> Work to be completed:
Your answer should be the exact lines of the data below from the one containing "Target: dry brown leaf" through the one containing "Where can the white"; please include nothing else.

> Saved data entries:
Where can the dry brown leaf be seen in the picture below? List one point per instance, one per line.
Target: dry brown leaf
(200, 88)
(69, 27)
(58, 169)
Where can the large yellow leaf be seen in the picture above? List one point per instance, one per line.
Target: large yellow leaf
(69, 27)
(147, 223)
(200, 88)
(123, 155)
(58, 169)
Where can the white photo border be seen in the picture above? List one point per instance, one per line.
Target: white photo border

> Output of the exercise:
Target: dry brown leaf
(200, 88)
(69, 27)
(58, 169)
Where can the large yellow leaf be seen in the picture above? List one point per instance, one per line.
Target: large yellow leaf
(69, 27)
(147, 223)
(200, 88)
(123, 155)
(58, 169)
Where can the white photo border be seen in the picture above? List one point per instance, one per line.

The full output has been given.